Наполеон «славолюбивый» ведь, в сущности, умер почти молодым, лет 40.
Как мне нравится Победоносцев, который на слова: «Это вызовет дурные толки в обществе», – остановился и – не плюнул, а как-то выпустил слюну на пол, растер и, ничего не сказав, пошел дальше. (Рассказ, негодующий, – о нем свящ. Петрова).
(за нумизматикой).
В мысль проституции, – «против которой все бессильны бороться», – бесспорно входит: «я принадлежу всем»: т. е. то, что входит в мысль писателя, оратора, адвоката; — чиновника «к услугам государства». Таким образом, с одной стороны, проституция есть «самое социальное явление», до известной степени прототип социальности, – и даже можно сказать, что rei publicae natae sunt exfeminis publicis, «первые государства родились из инстинкта женщин проституировать»… По крайней мере, это не хуже того, что «Рим возвеличился от того, что поблизости текла река Тибр» (Моммсен) или «Москва – от географических особенностей Москвы-реки». А с другой стороны, ведь и действительнов существо актера, писателя, адвоката, даже «патера, который всех отпевает», – входит психология проститутки, т. е. этого и равнодушия ко «всем», и ласковости со «всеми». – Вам похороны или свадьбу? – спрашивает вошедшего поп, с равно спокойной, неопределенной улыбкой, готовой перейти в «поздравление» или «сожаление». Ученый, насколько он публикуется, писатель, насколько он печатается — суть, конечно, проституты. Профессора все-конечно и только prostitues pecheurs [3]. Но отсюда не вытекает ли, что «с проституцией нельзя справиться», как и с государственностью, печатью, etc., etc!.. И с другой стороны, не вытекает ли: «им надо все простить» и… «надо их оставить». Проституцию, по-видимому, «такую понятную» на самом деле невозможно обнять умом по обширности мотивов и существа. Что она народнее и метафизичнее, напр., «ординарной профессуры» – и говорить нечего… «Орд. профессура» – легкий воробышек, а проституция… черт ее знает, может быть, даже «вещая птица Гамаюн».

◆ Описание задания ◆
Процитируйте дословно фрагмент текста: всё, начиная со слов «Как мне нравится» и вплоть до слов «нем свящ. Петрова).». Далее идёт листинг, самостоятельный материал, отдельный от фрагмента текста.

◆ Выдержка из данных ◆
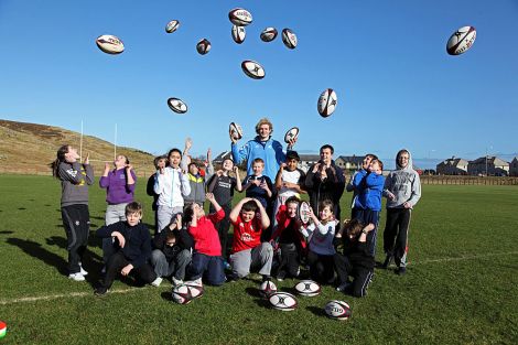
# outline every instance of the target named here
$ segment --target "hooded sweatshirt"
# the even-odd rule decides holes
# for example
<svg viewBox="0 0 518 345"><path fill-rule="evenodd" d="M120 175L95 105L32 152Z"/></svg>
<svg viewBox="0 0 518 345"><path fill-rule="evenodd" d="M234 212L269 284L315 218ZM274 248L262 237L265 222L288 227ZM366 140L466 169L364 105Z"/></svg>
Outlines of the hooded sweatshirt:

...

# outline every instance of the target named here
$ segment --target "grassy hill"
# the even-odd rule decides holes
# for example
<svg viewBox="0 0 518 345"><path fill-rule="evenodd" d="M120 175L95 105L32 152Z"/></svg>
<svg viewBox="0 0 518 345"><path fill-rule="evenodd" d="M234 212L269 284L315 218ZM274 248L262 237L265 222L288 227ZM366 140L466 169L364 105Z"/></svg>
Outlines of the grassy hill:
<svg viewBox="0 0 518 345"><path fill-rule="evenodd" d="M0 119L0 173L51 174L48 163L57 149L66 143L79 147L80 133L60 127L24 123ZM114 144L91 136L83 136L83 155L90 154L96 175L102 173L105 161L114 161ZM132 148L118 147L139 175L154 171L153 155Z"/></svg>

---

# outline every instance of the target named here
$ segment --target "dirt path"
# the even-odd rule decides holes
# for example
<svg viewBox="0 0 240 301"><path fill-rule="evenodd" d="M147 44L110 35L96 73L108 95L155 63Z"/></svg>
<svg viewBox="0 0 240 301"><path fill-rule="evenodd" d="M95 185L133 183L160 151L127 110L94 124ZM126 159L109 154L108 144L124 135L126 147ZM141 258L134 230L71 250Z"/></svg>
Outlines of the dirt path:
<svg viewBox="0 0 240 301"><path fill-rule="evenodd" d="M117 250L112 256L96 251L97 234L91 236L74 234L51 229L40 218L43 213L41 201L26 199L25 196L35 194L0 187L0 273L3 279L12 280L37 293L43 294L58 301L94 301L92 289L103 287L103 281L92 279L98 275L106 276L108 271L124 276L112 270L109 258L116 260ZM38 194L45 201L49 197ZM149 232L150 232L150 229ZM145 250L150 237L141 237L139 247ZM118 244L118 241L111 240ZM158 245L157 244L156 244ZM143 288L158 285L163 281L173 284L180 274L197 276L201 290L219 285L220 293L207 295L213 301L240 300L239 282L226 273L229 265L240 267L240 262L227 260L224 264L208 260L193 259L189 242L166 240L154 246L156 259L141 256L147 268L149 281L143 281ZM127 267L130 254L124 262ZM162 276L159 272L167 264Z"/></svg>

◆ Полный ответ ◆
Как мне нравится Победоносцев, который на слова: «Это вызовет дурные толки в обществе», – остановился и – не плюнул, а как-то выпустил слюну на пол, растер и, ничего не сказав, пошел дальше. (Рассказ, негодующий, – о нем свящ. Петрова).